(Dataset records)
-- Opening Marker --

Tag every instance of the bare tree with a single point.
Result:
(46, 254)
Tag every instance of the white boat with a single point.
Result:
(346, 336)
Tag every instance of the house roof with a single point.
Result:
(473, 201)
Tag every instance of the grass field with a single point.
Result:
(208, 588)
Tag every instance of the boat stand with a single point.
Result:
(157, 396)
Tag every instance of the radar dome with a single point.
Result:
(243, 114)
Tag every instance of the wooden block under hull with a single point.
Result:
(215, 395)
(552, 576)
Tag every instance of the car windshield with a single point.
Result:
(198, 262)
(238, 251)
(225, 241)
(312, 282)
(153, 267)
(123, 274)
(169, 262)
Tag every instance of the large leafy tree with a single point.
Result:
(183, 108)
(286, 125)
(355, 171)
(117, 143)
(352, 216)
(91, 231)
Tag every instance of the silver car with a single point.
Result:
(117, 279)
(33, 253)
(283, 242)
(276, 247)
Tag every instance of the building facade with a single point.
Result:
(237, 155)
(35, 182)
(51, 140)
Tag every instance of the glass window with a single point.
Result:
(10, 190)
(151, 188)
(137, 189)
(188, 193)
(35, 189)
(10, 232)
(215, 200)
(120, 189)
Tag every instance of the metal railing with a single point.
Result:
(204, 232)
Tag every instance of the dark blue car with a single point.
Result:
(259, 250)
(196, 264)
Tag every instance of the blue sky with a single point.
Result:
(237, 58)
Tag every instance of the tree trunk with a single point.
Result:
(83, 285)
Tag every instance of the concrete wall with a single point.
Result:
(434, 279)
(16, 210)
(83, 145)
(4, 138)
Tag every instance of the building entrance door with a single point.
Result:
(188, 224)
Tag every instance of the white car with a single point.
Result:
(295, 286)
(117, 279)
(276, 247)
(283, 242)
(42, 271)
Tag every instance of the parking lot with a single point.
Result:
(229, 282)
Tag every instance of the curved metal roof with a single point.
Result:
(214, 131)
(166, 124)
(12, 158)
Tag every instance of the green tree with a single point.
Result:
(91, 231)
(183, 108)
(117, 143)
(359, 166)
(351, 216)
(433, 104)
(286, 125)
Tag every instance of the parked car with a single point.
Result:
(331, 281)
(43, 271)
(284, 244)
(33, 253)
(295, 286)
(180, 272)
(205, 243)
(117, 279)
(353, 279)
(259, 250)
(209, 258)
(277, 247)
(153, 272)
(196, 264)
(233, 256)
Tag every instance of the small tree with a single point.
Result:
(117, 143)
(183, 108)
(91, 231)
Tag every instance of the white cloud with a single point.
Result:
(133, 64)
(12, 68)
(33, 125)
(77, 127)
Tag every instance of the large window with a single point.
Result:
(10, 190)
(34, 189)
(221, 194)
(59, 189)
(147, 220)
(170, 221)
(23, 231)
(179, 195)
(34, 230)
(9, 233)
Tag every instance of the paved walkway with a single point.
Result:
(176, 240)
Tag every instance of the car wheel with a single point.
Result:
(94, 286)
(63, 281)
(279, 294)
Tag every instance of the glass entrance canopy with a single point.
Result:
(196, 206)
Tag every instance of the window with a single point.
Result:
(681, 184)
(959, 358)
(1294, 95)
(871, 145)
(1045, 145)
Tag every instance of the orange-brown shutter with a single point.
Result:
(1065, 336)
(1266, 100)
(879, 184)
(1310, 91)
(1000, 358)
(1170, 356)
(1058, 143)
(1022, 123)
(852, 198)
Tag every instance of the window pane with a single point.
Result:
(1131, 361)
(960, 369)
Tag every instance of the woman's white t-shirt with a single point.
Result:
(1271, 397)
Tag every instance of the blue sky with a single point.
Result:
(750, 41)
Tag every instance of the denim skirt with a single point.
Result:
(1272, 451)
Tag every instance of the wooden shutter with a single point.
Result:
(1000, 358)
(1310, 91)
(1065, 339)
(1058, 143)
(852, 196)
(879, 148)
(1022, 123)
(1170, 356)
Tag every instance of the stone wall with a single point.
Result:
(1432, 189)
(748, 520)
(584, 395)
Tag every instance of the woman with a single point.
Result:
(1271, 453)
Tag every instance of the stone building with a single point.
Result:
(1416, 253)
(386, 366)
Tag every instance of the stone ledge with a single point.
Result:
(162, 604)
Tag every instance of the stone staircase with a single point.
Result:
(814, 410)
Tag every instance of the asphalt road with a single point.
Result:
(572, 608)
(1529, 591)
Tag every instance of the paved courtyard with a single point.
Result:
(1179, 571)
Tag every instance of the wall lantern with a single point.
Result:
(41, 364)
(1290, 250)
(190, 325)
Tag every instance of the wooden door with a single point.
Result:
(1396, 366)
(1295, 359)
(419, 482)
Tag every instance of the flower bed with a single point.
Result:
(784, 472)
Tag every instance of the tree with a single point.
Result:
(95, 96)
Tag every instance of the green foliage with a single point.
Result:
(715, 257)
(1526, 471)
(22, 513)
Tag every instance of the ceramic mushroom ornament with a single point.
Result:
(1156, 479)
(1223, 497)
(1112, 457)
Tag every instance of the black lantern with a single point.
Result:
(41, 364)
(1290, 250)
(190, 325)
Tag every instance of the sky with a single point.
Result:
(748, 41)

-- Closing Marker --

**Task item**
Show every line from the entries above in which the word "lantern" appears.

**Answer space**
Tag every instance of the wall lantern with a single point.
Tag every instance of the black lantern with a single point.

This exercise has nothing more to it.